» To do
Quote exactly the lines running from the line with "the person sitting" to the end of the entries, including both, and nothing else.

[Start of Given records]

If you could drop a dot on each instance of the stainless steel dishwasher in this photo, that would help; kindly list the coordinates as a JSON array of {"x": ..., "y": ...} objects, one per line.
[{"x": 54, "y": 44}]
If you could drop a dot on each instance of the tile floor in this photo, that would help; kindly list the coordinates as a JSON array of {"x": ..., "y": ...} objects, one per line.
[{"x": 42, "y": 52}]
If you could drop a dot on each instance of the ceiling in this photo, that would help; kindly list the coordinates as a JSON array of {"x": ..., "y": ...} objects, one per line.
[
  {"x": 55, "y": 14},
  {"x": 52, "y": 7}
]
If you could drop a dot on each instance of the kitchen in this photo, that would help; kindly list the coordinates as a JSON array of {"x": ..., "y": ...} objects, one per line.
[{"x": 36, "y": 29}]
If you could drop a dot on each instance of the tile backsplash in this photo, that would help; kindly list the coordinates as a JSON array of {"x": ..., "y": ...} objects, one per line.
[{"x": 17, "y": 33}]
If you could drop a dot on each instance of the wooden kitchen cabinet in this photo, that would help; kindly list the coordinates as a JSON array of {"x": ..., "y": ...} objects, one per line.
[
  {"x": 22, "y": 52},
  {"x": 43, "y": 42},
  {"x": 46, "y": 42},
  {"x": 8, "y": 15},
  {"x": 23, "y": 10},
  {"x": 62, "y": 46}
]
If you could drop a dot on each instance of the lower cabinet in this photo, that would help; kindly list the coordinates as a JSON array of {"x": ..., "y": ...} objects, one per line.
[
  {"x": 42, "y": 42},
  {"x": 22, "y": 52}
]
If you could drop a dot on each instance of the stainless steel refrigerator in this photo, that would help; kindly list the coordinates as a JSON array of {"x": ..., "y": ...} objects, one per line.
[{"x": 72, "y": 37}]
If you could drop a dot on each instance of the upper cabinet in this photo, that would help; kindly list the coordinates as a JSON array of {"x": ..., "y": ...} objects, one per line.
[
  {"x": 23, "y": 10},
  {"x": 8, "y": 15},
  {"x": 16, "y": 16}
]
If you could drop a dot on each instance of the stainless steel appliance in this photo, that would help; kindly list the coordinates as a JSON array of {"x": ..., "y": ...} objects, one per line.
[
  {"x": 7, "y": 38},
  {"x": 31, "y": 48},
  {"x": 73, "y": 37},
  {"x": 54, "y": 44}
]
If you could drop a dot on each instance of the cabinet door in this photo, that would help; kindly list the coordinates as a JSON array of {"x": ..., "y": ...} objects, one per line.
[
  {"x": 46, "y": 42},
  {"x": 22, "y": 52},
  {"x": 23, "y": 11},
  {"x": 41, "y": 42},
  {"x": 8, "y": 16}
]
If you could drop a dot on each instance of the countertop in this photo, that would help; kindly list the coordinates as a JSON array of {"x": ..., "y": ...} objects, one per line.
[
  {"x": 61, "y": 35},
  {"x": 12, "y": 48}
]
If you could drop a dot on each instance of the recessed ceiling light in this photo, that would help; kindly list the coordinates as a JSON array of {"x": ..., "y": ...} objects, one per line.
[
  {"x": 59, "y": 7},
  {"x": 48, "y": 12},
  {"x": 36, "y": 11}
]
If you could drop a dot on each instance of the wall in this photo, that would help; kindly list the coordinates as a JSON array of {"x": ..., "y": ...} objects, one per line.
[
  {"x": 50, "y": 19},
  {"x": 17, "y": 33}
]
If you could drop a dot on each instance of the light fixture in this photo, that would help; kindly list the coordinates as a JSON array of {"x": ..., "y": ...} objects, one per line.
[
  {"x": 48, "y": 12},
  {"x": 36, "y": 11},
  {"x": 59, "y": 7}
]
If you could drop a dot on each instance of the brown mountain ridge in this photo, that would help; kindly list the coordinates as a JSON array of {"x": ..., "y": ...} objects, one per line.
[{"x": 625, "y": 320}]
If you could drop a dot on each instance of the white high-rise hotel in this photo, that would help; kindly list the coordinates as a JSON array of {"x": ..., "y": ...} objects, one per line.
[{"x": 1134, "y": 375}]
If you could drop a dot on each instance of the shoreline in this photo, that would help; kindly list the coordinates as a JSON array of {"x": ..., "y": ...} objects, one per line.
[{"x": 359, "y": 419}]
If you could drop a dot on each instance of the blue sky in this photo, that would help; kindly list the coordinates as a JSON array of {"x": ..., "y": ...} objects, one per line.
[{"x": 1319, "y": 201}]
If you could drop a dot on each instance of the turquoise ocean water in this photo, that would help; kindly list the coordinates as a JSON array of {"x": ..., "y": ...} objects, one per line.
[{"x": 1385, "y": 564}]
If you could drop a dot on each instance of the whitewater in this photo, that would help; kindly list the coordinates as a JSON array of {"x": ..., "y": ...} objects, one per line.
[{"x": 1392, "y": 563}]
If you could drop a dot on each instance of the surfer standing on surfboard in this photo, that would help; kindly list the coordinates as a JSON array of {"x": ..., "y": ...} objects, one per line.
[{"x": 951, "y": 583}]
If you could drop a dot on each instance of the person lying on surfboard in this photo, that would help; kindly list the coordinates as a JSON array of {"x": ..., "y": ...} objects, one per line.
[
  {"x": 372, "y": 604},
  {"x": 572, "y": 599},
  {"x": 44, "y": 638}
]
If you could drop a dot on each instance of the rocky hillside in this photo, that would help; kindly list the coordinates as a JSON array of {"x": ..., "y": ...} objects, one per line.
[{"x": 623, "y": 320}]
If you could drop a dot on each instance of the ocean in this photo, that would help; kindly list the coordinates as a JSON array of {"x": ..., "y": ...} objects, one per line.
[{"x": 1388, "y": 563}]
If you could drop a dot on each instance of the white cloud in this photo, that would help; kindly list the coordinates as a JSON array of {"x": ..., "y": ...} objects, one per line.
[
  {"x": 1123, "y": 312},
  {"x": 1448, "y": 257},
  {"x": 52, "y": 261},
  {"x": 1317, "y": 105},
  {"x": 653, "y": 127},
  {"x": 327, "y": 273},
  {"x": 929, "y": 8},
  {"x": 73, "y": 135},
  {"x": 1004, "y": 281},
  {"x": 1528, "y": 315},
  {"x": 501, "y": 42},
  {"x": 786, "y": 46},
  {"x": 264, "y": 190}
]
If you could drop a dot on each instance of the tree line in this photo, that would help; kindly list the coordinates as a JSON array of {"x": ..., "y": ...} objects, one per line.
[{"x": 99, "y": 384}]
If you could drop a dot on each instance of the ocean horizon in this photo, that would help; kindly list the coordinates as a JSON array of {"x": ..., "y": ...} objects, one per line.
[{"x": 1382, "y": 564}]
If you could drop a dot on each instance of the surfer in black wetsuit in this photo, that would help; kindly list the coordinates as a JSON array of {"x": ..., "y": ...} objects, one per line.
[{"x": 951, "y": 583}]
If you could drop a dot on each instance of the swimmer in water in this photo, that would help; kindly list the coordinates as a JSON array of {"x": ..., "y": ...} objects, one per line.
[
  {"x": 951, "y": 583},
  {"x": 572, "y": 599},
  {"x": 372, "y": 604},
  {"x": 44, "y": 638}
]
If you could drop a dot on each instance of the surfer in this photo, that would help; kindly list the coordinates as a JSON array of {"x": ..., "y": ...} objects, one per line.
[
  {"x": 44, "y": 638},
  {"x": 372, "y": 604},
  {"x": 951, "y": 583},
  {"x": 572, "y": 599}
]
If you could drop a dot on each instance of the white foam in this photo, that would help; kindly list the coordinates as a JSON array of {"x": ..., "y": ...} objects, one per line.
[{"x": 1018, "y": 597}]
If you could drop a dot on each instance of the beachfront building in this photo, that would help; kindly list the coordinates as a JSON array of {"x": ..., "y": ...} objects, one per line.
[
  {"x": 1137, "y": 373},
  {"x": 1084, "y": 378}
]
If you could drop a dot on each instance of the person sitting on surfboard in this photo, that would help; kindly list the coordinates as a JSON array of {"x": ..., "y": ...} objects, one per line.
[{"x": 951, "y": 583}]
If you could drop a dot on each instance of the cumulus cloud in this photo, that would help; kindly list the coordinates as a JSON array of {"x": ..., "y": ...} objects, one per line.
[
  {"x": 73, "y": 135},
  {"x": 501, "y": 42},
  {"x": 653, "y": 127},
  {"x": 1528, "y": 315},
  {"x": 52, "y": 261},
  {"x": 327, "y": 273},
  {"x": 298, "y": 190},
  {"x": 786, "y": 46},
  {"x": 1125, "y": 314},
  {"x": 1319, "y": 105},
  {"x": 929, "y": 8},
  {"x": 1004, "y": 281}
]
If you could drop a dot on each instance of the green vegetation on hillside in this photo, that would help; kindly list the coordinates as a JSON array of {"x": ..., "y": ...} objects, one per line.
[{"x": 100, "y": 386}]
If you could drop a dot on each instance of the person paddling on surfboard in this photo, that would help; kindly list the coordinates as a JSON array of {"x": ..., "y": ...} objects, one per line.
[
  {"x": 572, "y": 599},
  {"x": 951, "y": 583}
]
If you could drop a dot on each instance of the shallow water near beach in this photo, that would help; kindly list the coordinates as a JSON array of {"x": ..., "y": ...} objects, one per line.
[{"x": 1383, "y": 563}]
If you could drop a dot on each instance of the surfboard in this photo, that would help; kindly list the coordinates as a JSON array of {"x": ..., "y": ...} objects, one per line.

[End of Given records]

» Answer to this exercise
If you could drop a dot on each instance of the person sitting on surfboard in this photo, that would help; kindly list the coordinates as a JSON array of {"x": ..., "y": ...} objects, one per line.
[{"x": 951, "y": 583}]
If you could drop a dot on each instance of the cumulus cloud in this photo, that would help; kindly list the coordinates as a JSON array of {"x": ..., "y": ...} objects, one per line.
[
  {"x": 73, "y": 135},
  {"x": 501, "y": 42},
  {"x": 653, "y": 127},
  {"x": 1528, "y": 315},
  {"x": 52, "y": 261},
  {"x": 327, "y": 273},
  {"x": 298, "y": 190},
  {"x": 786, "y": 46},
  {"x": 1125, "y": 314},
  {"x": 1319, "y": 105},
  {"x": 929, "y": 8},
  {"x": 1004, "y": 281}
]
If you could drop a dot on each instance of the green vegetation on hillside in this photo, that would help; kindly list the coordinates as a JSON array of {"x": ..., "y": ...} objects, one per line.
[{"x": 100, "y": 386}]
If you could drop a dot on each instance of the person paddling on surfboard in this photo, that would help; kindly list the coordinates as a JSON array of {"x": ..., "y": ...} objects, one per line.
[
  {"x": 572, "y": 599},
  {"x": 951, "y": 583}
]
If you could drop a dot on each instance of the shallow water near beach in this photo, that would help; kindly list the coordinates as a JSON array of {"x": ..., "y": ...} objects, one per line.
[{"x": 1383, "y": 563}]
If you could drop a dot on each instance of the surfboard in this photo, that would help; kindly list the coordinates as a JSON array of {"x": ..., "y": ...} objects, one per line.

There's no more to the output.